Исходный текст:
——
Исповедь превращается в картину литературного самосознания Федеративной Республики Германии первого послевоенного пятнадцатилетия, более того – как и в художественной прозе писателя, временные и пространственные рамки то и дело расширяются, захватывая и годы господства фашизма, и еще более отдаленную историю – вплоть до эпохи Готшеда и Жан Поля.

Бёллевские лекции по поэтике лишний раз подтверждают, что Бёлль – прежде всего моралист в самом исконном и старинном значении этого слова. Он встает на трибуну, чтобы учить своих молодых слушателей не правилам вкуса, а заповедям морали. Одно из самых весомых и сильных его собственно поэтологических суждений в этих лекциях – пассаж, содержащий горькое осуждение в адрес-«великих глашатаев поэтического одиночества» – Георге, Бенна, Юнгера и их последователей. «Вкус, со вкусом, тонкий вкус и прочее – это все лексикон посвященных, жрецов, заимствующих свою терминологию из области кулинарии». Можно, наверное, счесть это суждение и слишком резким – но ему не откажешь в честности и ясности позиции. Бёлль не приемлет «искусства для посвященных». Он скорее, рассуждая в последней лекции о юморе, предложит литературе другую перспективу: «Как мне кажется, есть только одна гуманная возможность для юмора: утвердить возвышенное в том, что общество считает достойным лишь свалки, что оно считает отбросами и отходами». В более прямой форме он эту же мысль высказывает в первой лекции: «Меня часто – и несколько пренебрежительно – называли писателем маленьких людей; я должен сознаться, что всегда воспринимал такие оговорки как комплимент. Может, я и вправду до сих пор только в маленьких людях находил величие?»

(Заметим попутно, что с тех пор, как были сказаны эти слова, Бёлль попытался расширить круг своего писательского внимания, распространить его на «великих мира сего» – на тех, о ком он неизменно резко отзывается во Франкфуртских лекциях. Но, думается, это его изначальное убеждение в величии именно «маленьних» людей оказалось для него сильней и органичней; во всяком случае, предпринятая им в последнем романе «Женщины у берега Рейна» попытка перенести исконно бёллевские моральные проблемы в души и судьбы представителей боннской правительственной элиты не стала его художественной победой: роман оставляет отчетливое ощущение искусственности, надуманности, и очевидные самоповторения Бёлля здесь выпирают, кажутся назойливыми именно потому, что они приложены не к тем людям, они в самом буквальном смысле слова неуместны.)
——
Предоставленные данные:
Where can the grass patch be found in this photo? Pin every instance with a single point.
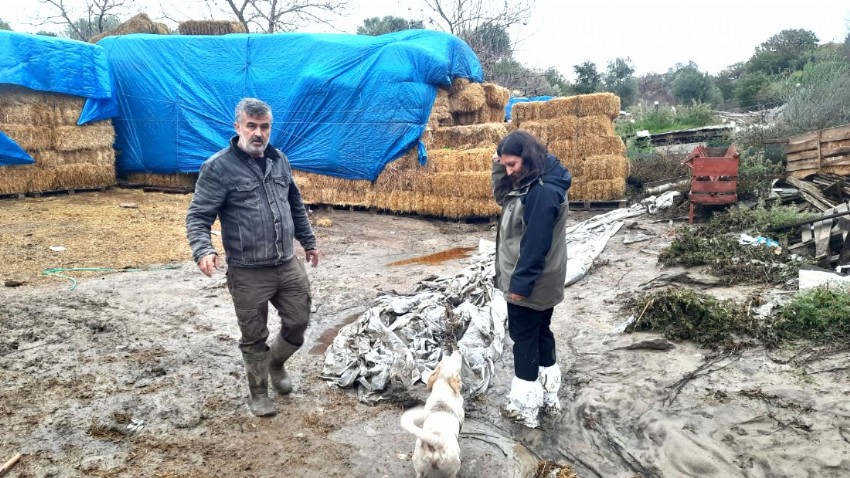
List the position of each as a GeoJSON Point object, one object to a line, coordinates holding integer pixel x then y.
{"type": "Point", "coordinates": [819, 315]}
{"type": "Point", "coordinates": [733, 263]}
——
Предложенное задание:
Выпишите, пожалуйста, дословно фрагмент текста о лекциях Бёлля, начиная со слов «(Заметим попутно, что» и заканчивая словами «смысле слова неуместны.)».

Решение задания:
(Заметим попутно, что с тех пор, как были сказаны эти слова, Бёлль попытался расширить круг своего писательского внимания, распространить его на «великих мира сего» – на тех, о ком он неизменно резко отзывается во Франкфуртских лекциях. Но, думается, это его изначальное убеждение в величии именно «маленьних» людей оказалось для него сильней и органичней; во всяком случае, предпринятая им в последнем романе «Женщины у берега Рейна» попытка перенести исконно бёллевские моральные проблемы в души и судьбы представителей боннской правительственной элиты не стала его художественной победой: роман оставляет отчетливое ощущение искусственности, надуманности, и очевидные самоповторения Бёлля здесь выпирают, кажутся назойливыми именно потому, что они приложены не к тем людям, они в самом буквальном смысле слова неуместны.)